Make an exact copy of the entries below, with all images left out.

**EXERCISE INPUT:**

• • • • •

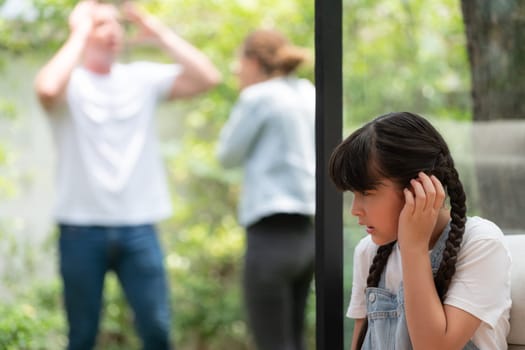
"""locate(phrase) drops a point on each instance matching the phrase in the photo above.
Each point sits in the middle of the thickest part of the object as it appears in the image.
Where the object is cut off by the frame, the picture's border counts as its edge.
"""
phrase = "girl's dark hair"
(273, 51)
(398, 146)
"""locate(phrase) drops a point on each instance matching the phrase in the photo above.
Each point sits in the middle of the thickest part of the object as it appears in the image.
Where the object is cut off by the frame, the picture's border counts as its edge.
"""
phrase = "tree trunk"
(496, 47)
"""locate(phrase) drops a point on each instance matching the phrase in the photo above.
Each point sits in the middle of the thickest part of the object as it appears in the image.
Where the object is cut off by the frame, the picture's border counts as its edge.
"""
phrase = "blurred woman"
(270, 133)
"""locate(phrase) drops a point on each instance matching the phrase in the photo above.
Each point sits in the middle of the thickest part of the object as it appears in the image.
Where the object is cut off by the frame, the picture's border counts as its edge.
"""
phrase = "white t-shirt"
(480, 286)
(109, 169)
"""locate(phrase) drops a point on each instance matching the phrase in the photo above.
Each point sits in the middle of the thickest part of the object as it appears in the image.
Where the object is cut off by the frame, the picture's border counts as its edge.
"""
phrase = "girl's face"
(379, 210)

• • • • •

**TASK SOLUTION:**
"""locate(phrase) drops a point on each instance matching the phrase in the photo above.
Each point sits in the middle of the thickest part of the object as it appears in the image.
Where the object is cut off by the frame, the picture's border counts as its edge.
"""
phrase = "girl's dark hair"
(273, 51)
(398, 146)
"""locate(phrase) drops a point on each instance matching the phrase in the photo above.
Each point sits in the middle of the thickest part of the object as it appears in the image.
Where the object is cut off by the frame, the picture's border counts as its edge.
"""
phrase = "tree trunk"
(496, 47)
"""locate(phrase) drops a point on each instance matching the phrase in the photo above.
Each point sits in the middle of the thickest part of the object as it appears in the image.
Where the object is cut off by the frame, the picture's border counts as its edge.
"""
phrase = "blurred woman"
(270, 133)
"""locate(phrase) drops a point on each instance matching the phrase in the photo above.
Each point sits in the middle of the thickest part of the object as it appears in the image.
Where the object is cut off by the frame, the picture's border counts as its edge.
"""
phrase = "white t-shirt"
(480, 286)
(109, 169)
"""locate(phrase) drops a point on each instance matching the phrase in the photo above.
Each point sits in the middle of the thickest part of the object as it appears in the image.
Where the object is cut off by the frame, the picture's border counts as its edge.
"""
phrase = "girl's face"
(379, 210)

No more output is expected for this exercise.